### WORK TO BE COMPLETED
Copy the records below line for line, leaving out the pictures.

Dataset records on object locations
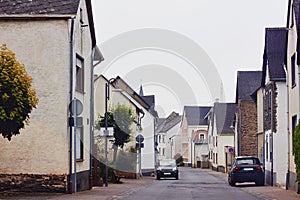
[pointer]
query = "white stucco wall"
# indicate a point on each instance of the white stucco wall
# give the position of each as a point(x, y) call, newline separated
point(147, 121)
point(43, 47)
point(173, 144)
point(223, 141)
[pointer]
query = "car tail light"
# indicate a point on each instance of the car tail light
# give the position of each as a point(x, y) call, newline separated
point(236, 168)
point(259, 168)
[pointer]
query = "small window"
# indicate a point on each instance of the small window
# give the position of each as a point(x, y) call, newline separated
point(201, 137)
point(293, 69)
point(79, 74)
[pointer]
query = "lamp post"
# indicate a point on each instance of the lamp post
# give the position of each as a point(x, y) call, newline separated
point(106, 132)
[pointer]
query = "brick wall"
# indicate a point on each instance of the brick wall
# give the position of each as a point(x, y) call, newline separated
point(248, 128)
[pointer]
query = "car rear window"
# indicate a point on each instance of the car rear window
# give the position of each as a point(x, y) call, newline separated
point(247, 161)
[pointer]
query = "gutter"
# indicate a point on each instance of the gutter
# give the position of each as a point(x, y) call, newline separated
point(92, 103)
point(71, 45)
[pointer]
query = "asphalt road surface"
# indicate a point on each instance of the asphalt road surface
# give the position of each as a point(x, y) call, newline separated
point(192, 184)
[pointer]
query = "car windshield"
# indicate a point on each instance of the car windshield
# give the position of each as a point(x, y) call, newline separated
point(167, 163)
point(247, 161)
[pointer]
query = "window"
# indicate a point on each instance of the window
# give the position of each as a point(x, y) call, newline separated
point(294, 124)
point(293, 66)
point(79, 74)
point(79, 143)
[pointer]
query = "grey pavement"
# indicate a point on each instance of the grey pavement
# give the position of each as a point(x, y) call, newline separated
point(129, 186)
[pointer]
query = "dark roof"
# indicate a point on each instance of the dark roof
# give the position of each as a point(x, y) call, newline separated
point(38, 7)
point(296, 11)
point(195, 115)
point(247, 83)
point(172, 120)
point(274, 54)
point(149, 99)
point(224, 116)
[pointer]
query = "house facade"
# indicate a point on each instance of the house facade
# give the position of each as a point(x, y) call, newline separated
point(169, 136)
point(147, 121)
point(274, 109)
point(246, 116)
point(56, 42)
point(193, 121)
point(221, 135)
point(292, 67)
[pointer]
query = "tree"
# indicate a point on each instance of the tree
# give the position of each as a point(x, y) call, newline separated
point(17, 97)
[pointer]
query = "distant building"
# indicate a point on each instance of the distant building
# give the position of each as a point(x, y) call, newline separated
point(221, 135)
point(246, 117)
point(193, 122)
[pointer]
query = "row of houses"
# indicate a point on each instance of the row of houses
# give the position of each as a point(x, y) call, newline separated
point(261, 121)
point(56, 42)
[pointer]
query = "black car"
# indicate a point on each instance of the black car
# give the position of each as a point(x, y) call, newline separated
point(246, 169)
point(167, 168)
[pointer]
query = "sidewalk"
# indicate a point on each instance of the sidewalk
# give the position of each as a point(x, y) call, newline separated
point(113, 191)
point(263, 192)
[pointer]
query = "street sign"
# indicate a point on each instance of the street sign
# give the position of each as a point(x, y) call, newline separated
point(139, 138)
point(108, 133)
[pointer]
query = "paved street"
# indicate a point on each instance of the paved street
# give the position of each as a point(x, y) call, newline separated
point(192, 184)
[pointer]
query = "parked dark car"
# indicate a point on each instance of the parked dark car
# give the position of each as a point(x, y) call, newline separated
point(167, 168)
point(246, 169)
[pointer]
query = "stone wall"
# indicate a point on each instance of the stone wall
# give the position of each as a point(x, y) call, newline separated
point(33, 183)
point(248, 128)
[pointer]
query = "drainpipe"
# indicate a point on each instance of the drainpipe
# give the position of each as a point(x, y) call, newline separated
point(264, 129)
point(288, 128)
point(92, 120)
point(71, 46)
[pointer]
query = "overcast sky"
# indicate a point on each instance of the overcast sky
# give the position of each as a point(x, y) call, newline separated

### RESULT FOR THIS EXERCISE
[pointer]
query = "white stucco wall"
# indicate a point on each instance of the white stucco wall
# give the position of each as a point(x, y) call, newline separated
point(147, 121)
point(43, 47)
point(173, 144)
point(223, 141)
[pointer]
query = "car tail light"
# indicate a point on each instance of the car tail light
# give the position of each as a point(x, y) call, newline separated
point(236, 168)
point(259, 168)
[pointer]
query = "small window"
# indicate a point on each instance of the small window
# give the position of each as a point(x, y) call, newline separated
point(201, 137)
point(293, 69)
point(79, 74)
[pointer]
query = "lamp post"
# indicate a point on each instance of the lamp post
# give the position of each as a point(x, y) call, newline separated
point(106, 132)
[pointer]
query = "brick wall"
# indicate a point on each instance of the brick wall
# give the position of each as a point(x, y) call, newline separated
point(248, 128)
[pointer]
query = "car rear window"
# indicate a point on each instance of the car rear window
# give the position of each as a point(x, y) call, newline separated
point(247, 161)
[pointer]
query = "gutter"
# indicate a point on each instance of the gutter
# give the position of each as a point(x, y) call, newline separated
point(92, 103)
point(71, 45)
[pointer]
query = "asphalt road surface"
# indicate a point on each instance of the asphalt road surface
# give the position of each as a point(x, y) call, newline separated
point(192, 184)
[pointer]
query = "car windshield"
# indicate a point on each instance of the car windshield
# give the position of each as a point(x, y) call, newline separated
point(167, 163)
point(247, 161)
[pointer]
query = "window"
# indicate a point on each instance of the window
# give the position of each as a point(x, y) call, newline separated
point(294, 124)
point(293, 66)
point(79, 74)
point(79, 143)
[pointer]
query = "grey pavement"
# indicate a point on each instance of the grey pavement
# give the position of each as a point(x, y) call, newline separated
point(129, 186)
[pointer]
query = "dark roof"
# indicate a point on each instance of the dark roof
# give the position of each as a point(x, y) call, newline separated
point(38, 7)
point(296, 11)
point(195, 115)
point(247, 83)
point(172, 120)
point(274, 54)
point(149, 99)
point(224, 116)
[pointer]
query = "house facade"
# indicate a point on each instance of the house facade
# give the position of each as a point(x, y) call, newline separated
point(169, 136)
point(147, 121)
point(274, 109)
point(246, 116)
point(56, 42)
point(193, 121)
point(221, 135)
point(292, 67)
[pointer]
query = "tree"
# indicate a point on each instance of the tree
# give the position of each as a point(x, y) call, newline separated
point(17, 97)
[pointer]
query = "distant building"
# indicate a point on each instance of the distant building
# give the position of each as a point(x, y) call, newline separated
point(221, 135)
point(246, 117)
point(193, 122)
[pointer]
query = "row of houses"
# indicate a point on each instance of the row of houses
# give the position of each as a point(x, y) call, newline separated
point(261, 121)
point(56, 42)
[pointer]
query = "black car"
# indicate a point on each instance of the black car
# give the position of each as a point(x, y) call, newline separated
point(246, 169)
point(167, 168)
[pointer]
query = "sidewalk"
# indicate a point on each instance of the sidewalk
# give the position of each as a point(x, y) call, newline separated
point(113, 191)
point(263, 192)
[pointer]
query = "street sign"
# indicate a point on each instance of the street sign
# give the position of each as a point(x, y) call, newline separated
point(139, 138)
point(108, 133)
[pointer]
query = "paved street"
# indicate a point on each instance of the paved street
# give the position of each as a point(x, y) call, newline separated
point(192, 184)
[pointer]
query = "parked dark car"
# indicate a point on each instance of the parked dark car
# give the position of each as a point(x, y) call, newline separated
point(167, 168)
point(246, 169)
[pointer]
query = "stone wall"
# indicate a point on each instance of the stone wall
# give the position of each as a point(x, y) call, newline separated
point(33, 183)
point(248, 128)
[pointer]
query = "drainpipe"
# indicate a point on each instance of the drainpipe
# give the position of each as a point(x, y) call, newline separated
point(264, 129)
point(288, 128)
point(92, 120)
point(71, 46)
[pointer]
query = "overcast sky"
# indicate a point on each instance of the overcast sky
# give the position of each as a point(x, y) call, newline separated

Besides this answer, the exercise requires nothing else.